Position annotation records:

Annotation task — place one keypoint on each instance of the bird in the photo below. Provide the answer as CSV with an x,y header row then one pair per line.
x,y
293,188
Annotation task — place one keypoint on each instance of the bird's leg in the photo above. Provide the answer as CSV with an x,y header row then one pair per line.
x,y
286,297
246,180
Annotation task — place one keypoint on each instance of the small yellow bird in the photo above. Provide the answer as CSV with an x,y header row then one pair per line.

What to produce: Output the lines above as a JSON array of strings, with one string per line and any blank lines omitted.

Problem solution:
[
  "Annotation task — place one keypoint on each instance of the bird in the photo below. Provide the answer as CSV with an x,y header row then one pair per line.",
  "x,y",
  "293,188",
  "Annotation task — place one keypoint on each instance of the bird's leg in the photo above. Provide the answer as CSV with an x,y header row then one pair per line.",
  "x,y",
  "286,297",
  "246,180",
  "Annotation task — place one keypoint on each instance of the small yellow bird in the photo above. Provide the answer as CSV with an x,y header row then one pair per line."
]